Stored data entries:

((

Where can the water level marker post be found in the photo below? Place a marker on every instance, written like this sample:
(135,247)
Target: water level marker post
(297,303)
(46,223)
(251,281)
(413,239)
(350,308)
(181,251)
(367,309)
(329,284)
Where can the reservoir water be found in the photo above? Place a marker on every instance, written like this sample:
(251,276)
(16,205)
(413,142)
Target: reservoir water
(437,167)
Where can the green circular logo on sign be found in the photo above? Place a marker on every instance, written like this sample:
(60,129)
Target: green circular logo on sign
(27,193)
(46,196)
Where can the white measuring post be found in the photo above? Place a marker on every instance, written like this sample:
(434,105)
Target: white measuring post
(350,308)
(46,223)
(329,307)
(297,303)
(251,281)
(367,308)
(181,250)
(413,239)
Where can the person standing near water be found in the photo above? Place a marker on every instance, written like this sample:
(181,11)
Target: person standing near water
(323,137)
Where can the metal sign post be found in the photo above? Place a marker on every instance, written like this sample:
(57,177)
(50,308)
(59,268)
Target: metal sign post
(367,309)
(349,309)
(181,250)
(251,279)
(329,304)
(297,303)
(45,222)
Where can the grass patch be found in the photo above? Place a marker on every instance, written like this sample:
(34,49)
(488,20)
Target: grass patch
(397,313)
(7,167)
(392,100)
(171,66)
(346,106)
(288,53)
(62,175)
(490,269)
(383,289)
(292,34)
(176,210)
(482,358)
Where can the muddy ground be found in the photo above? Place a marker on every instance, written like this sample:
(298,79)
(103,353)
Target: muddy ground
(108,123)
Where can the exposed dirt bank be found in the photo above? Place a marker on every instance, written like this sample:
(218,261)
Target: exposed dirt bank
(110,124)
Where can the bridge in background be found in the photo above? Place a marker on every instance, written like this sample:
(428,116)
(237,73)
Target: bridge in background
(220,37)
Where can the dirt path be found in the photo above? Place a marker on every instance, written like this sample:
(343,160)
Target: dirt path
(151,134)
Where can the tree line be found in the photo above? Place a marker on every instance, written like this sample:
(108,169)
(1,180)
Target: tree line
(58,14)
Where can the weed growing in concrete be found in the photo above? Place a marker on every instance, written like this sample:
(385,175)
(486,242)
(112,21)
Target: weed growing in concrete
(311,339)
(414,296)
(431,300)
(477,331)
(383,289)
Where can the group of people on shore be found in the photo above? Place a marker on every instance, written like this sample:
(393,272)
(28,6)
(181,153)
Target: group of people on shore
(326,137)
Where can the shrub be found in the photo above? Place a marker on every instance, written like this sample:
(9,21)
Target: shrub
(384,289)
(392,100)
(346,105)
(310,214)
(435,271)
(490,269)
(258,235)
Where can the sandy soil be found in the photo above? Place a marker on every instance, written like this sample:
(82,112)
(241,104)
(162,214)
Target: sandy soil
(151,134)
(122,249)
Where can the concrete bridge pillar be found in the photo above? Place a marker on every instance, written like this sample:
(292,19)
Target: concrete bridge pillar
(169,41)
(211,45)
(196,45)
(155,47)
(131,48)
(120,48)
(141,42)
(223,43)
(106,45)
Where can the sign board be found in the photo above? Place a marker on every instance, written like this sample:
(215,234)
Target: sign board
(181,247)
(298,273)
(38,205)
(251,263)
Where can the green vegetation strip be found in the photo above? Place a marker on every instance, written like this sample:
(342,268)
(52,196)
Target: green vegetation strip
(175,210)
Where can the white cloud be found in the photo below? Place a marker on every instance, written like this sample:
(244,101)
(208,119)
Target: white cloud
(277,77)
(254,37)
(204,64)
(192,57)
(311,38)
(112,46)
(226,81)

))

How many of the lines above contain the string "below"? Give the number only.

**Output of the exercise**
2